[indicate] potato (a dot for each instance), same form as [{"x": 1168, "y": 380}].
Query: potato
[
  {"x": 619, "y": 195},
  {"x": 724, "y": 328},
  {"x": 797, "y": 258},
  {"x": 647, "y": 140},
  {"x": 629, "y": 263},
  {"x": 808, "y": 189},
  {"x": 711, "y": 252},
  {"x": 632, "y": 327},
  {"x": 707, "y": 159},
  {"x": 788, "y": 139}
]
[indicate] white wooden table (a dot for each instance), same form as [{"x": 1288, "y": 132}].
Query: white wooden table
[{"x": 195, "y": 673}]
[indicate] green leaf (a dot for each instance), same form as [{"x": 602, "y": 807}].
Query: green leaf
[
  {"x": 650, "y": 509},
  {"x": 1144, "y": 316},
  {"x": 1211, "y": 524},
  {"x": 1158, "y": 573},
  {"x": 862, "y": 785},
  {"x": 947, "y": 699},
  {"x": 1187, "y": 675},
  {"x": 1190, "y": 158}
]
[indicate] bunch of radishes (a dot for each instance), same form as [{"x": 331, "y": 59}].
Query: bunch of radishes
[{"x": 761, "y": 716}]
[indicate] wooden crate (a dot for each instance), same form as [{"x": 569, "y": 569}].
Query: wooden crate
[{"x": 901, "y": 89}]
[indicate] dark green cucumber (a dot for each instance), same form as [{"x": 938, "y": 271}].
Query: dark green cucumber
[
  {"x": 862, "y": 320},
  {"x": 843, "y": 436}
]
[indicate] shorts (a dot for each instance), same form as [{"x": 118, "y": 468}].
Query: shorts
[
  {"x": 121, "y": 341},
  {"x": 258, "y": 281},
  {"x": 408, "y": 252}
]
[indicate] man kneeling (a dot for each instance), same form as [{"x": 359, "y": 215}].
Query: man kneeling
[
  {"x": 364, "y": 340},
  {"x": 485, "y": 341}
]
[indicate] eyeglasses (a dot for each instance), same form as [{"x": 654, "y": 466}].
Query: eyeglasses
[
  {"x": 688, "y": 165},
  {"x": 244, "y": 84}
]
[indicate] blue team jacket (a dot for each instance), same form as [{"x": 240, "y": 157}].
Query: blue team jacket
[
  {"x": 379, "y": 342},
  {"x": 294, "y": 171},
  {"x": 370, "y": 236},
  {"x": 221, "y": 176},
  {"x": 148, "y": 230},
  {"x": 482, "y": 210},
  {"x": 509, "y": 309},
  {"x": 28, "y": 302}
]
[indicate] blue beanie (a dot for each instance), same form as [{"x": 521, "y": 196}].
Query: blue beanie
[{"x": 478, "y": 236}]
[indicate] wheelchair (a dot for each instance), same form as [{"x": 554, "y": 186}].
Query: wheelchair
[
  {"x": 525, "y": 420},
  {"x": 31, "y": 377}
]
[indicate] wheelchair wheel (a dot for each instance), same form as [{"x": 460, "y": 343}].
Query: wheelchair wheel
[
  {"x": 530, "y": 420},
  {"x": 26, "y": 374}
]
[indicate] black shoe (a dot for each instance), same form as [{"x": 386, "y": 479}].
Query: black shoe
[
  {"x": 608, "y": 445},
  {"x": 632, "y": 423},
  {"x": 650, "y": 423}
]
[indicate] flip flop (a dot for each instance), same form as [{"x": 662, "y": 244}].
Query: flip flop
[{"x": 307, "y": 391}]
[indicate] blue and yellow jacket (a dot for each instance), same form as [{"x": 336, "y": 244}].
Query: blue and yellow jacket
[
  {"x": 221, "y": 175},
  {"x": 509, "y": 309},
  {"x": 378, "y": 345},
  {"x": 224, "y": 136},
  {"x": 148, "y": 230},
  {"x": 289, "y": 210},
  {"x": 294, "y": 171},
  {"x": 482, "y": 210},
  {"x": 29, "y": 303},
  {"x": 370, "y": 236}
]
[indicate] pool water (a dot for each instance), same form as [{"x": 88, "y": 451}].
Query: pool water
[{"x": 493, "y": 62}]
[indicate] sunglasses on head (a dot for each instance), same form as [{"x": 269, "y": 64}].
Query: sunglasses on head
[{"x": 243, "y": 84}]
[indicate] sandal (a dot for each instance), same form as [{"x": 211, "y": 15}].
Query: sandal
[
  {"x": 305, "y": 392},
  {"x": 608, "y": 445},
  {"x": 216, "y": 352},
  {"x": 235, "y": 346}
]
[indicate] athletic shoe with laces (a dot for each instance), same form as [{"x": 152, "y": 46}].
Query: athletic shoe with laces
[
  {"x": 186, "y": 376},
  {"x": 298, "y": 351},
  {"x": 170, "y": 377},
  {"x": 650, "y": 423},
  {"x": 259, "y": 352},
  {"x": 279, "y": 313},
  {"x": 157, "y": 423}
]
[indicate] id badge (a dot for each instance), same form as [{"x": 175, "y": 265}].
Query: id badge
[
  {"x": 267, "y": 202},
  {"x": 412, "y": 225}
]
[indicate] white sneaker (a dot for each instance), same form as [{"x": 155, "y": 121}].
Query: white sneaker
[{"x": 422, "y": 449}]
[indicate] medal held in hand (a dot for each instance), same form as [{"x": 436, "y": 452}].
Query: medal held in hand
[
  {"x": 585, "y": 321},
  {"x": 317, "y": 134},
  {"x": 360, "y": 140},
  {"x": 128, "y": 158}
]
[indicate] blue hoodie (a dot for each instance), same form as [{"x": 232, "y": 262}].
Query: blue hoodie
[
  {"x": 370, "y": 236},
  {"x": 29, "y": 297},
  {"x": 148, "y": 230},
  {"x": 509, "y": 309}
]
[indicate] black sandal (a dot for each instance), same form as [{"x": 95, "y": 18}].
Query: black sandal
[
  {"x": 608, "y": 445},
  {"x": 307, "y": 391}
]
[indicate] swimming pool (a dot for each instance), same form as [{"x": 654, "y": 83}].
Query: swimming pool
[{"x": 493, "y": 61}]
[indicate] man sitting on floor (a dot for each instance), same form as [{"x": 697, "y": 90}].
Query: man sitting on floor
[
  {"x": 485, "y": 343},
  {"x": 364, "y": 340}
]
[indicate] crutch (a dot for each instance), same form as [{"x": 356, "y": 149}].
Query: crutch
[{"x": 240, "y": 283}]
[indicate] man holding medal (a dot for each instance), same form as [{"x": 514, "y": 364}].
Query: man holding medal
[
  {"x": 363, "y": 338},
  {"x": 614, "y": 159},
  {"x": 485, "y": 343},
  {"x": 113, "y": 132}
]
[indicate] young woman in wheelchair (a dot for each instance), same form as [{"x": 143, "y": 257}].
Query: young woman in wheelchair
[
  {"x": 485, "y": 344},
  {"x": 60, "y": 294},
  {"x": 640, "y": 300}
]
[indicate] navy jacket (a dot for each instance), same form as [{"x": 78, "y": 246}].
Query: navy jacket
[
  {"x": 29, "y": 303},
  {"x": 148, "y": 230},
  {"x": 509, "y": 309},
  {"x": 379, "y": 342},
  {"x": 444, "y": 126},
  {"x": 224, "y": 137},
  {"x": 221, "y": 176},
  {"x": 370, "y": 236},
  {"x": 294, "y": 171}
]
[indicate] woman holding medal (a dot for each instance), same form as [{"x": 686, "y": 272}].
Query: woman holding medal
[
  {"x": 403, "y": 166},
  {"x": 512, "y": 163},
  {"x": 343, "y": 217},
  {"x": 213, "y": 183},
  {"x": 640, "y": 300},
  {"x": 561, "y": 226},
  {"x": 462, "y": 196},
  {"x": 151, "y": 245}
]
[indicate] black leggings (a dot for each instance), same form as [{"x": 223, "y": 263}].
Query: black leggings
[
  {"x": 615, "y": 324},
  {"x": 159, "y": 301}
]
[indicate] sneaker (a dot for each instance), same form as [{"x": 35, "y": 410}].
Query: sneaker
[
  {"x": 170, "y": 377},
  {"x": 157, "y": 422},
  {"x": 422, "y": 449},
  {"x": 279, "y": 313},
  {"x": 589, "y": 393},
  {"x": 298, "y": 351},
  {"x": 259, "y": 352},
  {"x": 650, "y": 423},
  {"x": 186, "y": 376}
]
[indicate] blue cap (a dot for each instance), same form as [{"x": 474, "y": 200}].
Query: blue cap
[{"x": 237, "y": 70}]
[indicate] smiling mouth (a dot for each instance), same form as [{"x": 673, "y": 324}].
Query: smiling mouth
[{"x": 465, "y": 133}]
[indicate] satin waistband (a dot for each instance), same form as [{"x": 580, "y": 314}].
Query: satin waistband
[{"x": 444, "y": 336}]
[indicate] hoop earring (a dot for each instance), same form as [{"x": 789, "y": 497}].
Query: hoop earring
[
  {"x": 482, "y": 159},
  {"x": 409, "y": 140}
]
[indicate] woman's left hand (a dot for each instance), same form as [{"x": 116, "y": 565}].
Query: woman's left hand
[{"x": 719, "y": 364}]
══════════════════════════════
__Problem details__. Quote, word for word, the lines from the one containing "[indicate] woman's left" through the final line above.

__Result of this exercise__.
[indicate] woman's left hand (a dot for each instance), same form as [{"x": 116, "y": 565}].
Query: woman's left hand
[{"x": 719, "y": 364}]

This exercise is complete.